やるべきこと => 以下のレコードのうち、「Draw the outline of every instance of the light」を含む行から「303 432 L 352」を含む行までを、「番号」と「内容」の2列のMarkdown表に変換してください。空行は除き、「番号」列には行の通し番号を、「内容」列にはその行をそのまま入れてください。

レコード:

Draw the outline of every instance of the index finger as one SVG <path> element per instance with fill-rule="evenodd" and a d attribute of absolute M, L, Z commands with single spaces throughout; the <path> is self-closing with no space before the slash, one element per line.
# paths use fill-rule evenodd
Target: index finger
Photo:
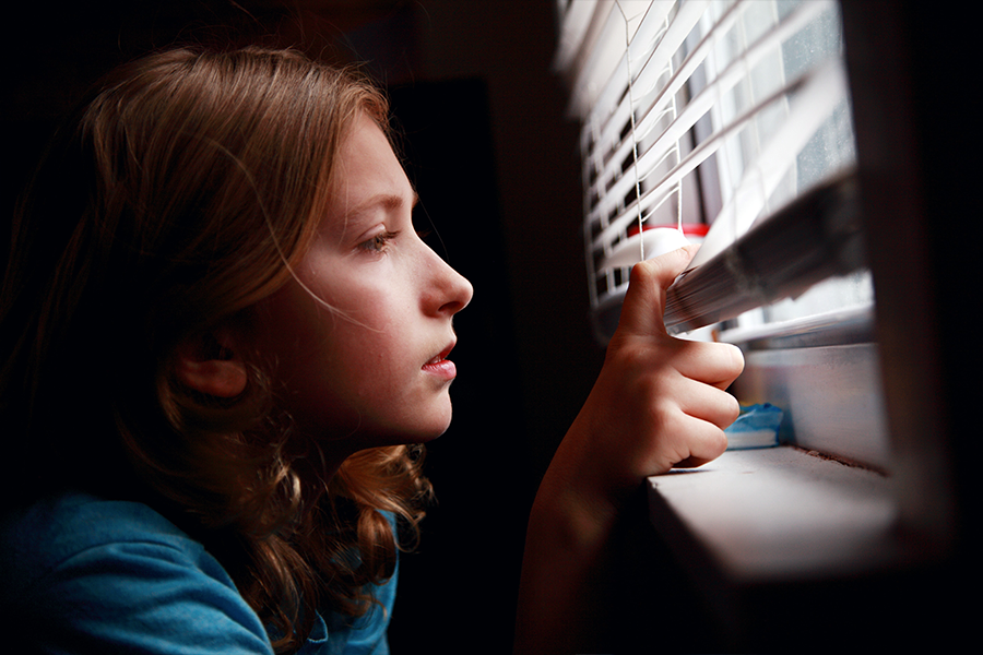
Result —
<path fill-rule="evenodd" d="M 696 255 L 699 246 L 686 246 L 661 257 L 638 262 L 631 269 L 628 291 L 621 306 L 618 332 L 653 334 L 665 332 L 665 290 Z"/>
* * *
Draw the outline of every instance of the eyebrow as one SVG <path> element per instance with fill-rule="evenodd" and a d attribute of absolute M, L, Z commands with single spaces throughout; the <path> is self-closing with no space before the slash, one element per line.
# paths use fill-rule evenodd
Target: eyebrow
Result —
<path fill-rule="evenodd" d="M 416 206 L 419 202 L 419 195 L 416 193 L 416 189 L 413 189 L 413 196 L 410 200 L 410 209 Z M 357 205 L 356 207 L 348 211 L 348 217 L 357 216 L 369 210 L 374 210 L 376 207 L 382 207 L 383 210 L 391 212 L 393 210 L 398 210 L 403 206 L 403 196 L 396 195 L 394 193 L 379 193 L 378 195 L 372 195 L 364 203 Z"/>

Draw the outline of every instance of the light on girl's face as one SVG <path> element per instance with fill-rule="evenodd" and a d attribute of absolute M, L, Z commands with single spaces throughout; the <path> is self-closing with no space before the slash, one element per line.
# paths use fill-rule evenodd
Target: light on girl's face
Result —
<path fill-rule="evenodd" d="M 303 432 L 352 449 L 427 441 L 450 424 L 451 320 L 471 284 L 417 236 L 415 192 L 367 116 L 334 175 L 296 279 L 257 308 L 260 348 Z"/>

出力結果 =>
| 番号 | 内容 |
|---|---|
| 1 | Draw the outline of every instance of the light on girl's face as one SVG <path> element per instance with fill-rule="evenodd" and a d attribute of absolute M, L, Z commands with single spaces throughout; the <path> is self-closing with no space before the slash, one element per line. |
| 2 | # paths use fill-rule evenodd |
| 3 | Target: light on girl's face |
| 4 | Result — |
| 5 | <path fill-rule="evenodd" d="M 303 432 L 352 449 L 427 441 L 450 424 L 451 320 L 471 284 L 417 236 L 415 192 L 367 116 L 334 175 L 296 279 L 257 308 L 260 348 Z"/> |